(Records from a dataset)
· · · · · · ·

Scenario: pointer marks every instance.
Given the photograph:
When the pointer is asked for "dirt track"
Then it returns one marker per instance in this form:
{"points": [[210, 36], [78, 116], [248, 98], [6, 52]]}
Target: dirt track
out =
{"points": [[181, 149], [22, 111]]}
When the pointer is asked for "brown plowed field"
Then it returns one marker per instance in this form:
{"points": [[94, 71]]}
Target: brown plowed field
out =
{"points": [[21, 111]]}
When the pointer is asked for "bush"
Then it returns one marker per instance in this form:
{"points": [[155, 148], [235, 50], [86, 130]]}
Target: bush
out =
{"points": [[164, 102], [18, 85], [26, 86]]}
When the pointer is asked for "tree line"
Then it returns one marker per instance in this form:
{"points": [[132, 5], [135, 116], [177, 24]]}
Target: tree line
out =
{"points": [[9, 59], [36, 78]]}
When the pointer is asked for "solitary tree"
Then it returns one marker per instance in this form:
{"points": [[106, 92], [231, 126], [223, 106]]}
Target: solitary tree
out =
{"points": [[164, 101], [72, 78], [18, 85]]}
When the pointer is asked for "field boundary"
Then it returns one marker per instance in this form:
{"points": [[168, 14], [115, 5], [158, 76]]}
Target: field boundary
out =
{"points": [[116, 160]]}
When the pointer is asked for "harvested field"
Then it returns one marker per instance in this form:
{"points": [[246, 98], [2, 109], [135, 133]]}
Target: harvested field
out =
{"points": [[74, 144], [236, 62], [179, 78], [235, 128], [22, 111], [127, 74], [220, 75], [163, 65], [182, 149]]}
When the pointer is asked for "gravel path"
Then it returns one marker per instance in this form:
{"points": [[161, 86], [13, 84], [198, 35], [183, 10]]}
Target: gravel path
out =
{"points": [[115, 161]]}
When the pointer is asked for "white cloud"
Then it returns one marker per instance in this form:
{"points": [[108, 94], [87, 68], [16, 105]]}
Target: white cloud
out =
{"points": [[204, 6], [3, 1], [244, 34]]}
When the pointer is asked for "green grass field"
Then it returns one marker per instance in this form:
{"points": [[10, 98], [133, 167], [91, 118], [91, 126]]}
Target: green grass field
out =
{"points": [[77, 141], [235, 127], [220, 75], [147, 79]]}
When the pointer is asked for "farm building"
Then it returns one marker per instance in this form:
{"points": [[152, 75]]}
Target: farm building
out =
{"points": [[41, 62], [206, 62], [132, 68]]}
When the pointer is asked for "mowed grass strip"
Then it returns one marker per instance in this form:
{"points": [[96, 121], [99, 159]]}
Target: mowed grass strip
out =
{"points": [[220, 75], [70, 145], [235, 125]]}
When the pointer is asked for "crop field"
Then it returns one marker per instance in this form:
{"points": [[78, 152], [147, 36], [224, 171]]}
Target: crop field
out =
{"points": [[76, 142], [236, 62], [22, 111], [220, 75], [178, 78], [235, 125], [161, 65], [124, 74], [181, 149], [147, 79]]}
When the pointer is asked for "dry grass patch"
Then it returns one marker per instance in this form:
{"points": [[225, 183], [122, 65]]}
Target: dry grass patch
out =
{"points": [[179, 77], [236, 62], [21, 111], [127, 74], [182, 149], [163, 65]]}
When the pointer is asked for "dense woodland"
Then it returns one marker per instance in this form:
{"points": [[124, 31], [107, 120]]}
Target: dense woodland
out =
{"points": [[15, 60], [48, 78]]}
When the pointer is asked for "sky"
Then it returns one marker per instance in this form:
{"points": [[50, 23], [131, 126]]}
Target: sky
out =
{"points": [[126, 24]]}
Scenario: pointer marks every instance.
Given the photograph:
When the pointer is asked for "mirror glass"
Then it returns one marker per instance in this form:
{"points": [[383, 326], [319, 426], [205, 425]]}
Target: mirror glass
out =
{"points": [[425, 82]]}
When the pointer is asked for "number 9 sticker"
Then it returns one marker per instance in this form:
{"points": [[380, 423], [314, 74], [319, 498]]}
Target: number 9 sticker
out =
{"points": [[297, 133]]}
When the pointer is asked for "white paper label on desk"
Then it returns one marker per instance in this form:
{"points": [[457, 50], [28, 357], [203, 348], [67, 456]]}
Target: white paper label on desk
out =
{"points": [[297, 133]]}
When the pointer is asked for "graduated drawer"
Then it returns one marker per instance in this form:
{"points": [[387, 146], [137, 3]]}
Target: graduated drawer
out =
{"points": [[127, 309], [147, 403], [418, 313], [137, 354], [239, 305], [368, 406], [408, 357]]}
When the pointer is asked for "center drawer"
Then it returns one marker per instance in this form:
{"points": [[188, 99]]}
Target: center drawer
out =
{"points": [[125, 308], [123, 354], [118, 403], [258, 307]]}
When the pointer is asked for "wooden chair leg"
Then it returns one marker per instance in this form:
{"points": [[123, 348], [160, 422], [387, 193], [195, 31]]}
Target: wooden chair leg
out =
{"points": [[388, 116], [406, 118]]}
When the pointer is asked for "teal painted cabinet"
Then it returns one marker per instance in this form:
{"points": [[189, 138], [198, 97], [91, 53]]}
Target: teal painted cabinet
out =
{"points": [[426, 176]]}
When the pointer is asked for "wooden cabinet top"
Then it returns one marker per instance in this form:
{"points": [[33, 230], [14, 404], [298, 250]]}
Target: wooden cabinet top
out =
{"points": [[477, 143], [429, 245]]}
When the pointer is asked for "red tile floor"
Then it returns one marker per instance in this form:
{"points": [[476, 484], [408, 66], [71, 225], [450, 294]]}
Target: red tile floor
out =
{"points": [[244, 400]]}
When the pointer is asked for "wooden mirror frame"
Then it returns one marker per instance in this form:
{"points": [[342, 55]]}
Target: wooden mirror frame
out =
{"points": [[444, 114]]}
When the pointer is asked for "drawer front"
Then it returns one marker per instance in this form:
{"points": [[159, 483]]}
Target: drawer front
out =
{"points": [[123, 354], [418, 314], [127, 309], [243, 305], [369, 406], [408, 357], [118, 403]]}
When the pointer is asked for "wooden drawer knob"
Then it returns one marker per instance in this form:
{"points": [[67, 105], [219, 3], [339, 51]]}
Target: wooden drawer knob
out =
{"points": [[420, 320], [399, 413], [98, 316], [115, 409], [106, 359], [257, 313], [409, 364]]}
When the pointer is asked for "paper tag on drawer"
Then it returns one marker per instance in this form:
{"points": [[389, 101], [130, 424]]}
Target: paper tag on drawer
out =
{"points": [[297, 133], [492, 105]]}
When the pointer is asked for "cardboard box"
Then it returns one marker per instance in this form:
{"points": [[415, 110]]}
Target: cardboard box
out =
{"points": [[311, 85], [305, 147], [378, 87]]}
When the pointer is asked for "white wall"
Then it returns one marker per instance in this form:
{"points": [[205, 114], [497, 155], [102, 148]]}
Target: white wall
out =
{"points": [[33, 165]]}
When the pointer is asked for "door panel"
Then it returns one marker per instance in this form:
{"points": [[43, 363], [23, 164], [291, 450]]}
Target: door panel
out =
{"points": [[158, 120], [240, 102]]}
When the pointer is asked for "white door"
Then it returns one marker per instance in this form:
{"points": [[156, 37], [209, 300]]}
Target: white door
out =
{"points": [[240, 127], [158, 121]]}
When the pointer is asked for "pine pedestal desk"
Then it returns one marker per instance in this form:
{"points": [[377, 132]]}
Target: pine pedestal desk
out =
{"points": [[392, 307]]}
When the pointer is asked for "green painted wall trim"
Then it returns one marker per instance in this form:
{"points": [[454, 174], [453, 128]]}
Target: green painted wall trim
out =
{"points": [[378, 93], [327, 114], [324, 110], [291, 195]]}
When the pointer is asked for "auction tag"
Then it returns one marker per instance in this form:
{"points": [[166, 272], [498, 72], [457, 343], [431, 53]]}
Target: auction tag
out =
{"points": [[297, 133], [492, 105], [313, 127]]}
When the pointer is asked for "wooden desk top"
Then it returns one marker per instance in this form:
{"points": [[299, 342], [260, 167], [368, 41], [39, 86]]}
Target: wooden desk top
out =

· · · · · · ·

### Work instructions
Return all lines from the entries that contain the string "label".

### Solved exercise
When the pointer is asked for "white paper label on desk"
Target: white paper label on desk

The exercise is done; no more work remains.